▶ _GIVEN REQUEST_
Please copy every line of the data below without changing a character.
::: SOURCE MATERIAL
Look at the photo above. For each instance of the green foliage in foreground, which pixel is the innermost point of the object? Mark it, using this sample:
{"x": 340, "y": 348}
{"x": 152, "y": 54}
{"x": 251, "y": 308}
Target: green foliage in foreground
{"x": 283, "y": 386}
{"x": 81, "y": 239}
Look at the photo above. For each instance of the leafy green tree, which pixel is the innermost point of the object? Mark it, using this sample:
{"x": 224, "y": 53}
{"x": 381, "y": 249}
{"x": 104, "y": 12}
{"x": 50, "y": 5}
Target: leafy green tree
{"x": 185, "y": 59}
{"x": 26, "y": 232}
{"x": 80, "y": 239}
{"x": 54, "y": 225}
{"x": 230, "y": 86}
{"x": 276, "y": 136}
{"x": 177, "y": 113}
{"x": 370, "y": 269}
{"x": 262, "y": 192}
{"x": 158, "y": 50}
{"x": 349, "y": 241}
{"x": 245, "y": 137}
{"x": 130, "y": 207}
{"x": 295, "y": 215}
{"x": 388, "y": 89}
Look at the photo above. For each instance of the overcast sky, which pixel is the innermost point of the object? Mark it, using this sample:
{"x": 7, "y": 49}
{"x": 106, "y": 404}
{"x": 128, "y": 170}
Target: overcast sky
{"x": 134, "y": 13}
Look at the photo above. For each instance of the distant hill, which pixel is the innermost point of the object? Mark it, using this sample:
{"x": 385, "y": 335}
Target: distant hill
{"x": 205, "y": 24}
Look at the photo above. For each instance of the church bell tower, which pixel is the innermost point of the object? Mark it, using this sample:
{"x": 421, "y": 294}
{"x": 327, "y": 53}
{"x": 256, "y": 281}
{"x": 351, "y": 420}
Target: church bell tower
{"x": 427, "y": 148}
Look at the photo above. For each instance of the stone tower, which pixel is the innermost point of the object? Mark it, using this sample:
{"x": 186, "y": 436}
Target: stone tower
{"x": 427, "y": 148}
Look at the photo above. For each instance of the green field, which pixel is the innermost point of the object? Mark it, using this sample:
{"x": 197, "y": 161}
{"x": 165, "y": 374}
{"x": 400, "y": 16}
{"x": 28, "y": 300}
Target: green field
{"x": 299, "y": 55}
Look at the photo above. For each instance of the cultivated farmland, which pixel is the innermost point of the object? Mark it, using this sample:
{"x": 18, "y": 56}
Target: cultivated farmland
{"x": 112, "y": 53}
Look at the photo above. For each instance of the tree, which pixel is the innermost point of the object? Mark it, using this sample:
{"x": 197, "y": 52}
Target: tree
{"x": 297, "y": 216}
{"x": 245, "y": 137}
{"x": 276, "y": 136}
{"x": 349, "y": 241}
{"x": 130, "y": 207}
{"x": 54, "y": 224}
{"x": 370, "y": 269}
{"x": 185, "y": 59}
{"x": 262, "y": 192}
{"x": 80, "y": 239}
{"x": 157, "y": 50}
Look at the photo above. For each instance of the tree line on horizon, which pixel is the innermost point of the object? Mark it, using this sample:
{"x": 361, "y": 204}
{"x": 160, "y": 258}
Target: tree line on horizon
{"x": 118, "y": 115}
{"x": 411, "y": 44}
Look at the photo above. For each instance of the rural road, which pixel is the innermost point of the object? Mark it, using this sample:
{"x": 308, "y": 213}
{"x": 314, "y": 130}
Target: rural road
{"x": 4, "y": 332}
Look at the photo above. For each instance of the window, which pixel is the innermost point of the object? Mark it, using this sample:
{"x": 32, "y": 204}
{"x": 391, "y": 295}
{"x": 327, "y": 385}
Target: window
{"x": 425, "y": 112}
::::::
▶ _IN RESPONSE_
Look at the photo above. For each instance of the green foliage in foreground, which pixel is the innermost point of the object? Mark it, using this sample:
{"x": 340, "y": 348}
{"x": 152, "y": 54}
{"x": 251, "y": 308}
Target: green foliage in foreground
{"x": 283, "y": 386}
{"x": 81, "y": 239}
Look at the photo above. For each instance of the leafy green tree, which pixel is the innermost point of the object? Mark it, using this sample:
{"x": 224, "y": 53}
{"x": 381, "y": 249}
{"x": 104, "y": 12}
{"x": 50, "y": 5}
Target: leafy green tree
{"x": 185, "y": 59}
{"x": 26, "y": 232}
{"x": 80, "y": 239}
{"x": 54, "y": 225}
{"x": 230, "y": 86}
{"x": 276, "y": 136}
{"x": 177, "y": 113}
{"x": 370, "y": 269}
{"x": 262, "y": 192}
{"x": 158, "y": 50}
{"x": 349, "y": 241}
{"x": 245, "y": 137}
{"x": 130, "y": 207}
{"x": 295, "y": 215}
{"x": 388, "y": 89}
Look at the photo above. For each instance of the overcast sky, which pixel is the innermost point of the object? Mark it, using this sample:
{"x": 7, "y": 49}
{"x": 106, "y": 404}
{"x": 128, "y": 170}
Target: overcast sky
{"x": 134, "y": 13}
Look at the photo above. For each instance of the distant hill, which pixel is the innermost point of the object? Mark it, using this sample:
{"x": 385, "y": 335}
Target: distant hill
{"x": 205, "y": 24}
Look at the photo above. For each instance of the church bell tower, which pixel is the innermost point of the object? Mark it, using this sample:
{"x": 421, "y": 294}
{"x": 327, "y": 53}
{"x": 256, "y": 281}
{"x": 351, "y": 420}
Target: church bell tower
{"x": 427, "y": 148}
Look at the photo above. For each instance of the stone tower, which pixel is the innermost point of the object? Mark it, using this sample:
{"x": 186, "y": 436}
Target: stone tower
{"x": 427, "y": 148}
Look at the photo above. For each instance of the green field, which pixel is the innermost point of the object? Mark it, using this sample:
{"x": 197, "y": 161}
{"x": 165, "y": 374}
{"x": 400, "y": 16}
{"x": 28, "y": 300}
Target: green field
{"x": 299, "y": 55}
Look at the photo above. For each instance of the cultivated farmland, which pixel is the innermost point of the object? Mark it, using this sample:
{"x": 18, "y": 56}
Target: cultivated farmland
{"x": 112, "y": 53}
Look at the photo above. For each instance of the tree, which pixel is the innermost point of the object? Mark it, using this sample:
{"x": 197, "y": 52}
Target: tree
{"x": 297, "y": 216}
{"x": 245, "y": 137}
{"x": 276, "y": 136}
{"x": 349, "y": 241}
{"x": 130, "y": 207}
{"x": 54, "y": 224}
{"x": 370, "y": 269}
{"x": 185, "y": 59}
{"x": 262, "y": 192}
{"x": 80, "y": 239}
{"x": 157, "y": 50}
Look at the photo above. For each instance of the tree line on horizon, which pixel is the innermost point of the object? Mark it, using this sample:
{"x": 361, "y": 204}
{"x": 160, "y": 258}
Target: tree line on horizon
{"x": 118, "y": 115}
{"x": 411, "y": 44}
Look at the photo above. For each instance of the rural road, which pixel is the innermost point of the object? Mark it, using this sample:
{"x": 308, "y": 213}
{"x": 314, "y": 130}
Target: rural road
{"x": 4, "y": 332}
Look at the photo above. For each instance of the window, which pixel is the innermost point of the object? Mark it, using this sample:
{"x": 32, "y": 204}
{"x": 391, "y": 295}
{"x": 327, "y": 385}
Target: window
{"x": 425, "y": 112}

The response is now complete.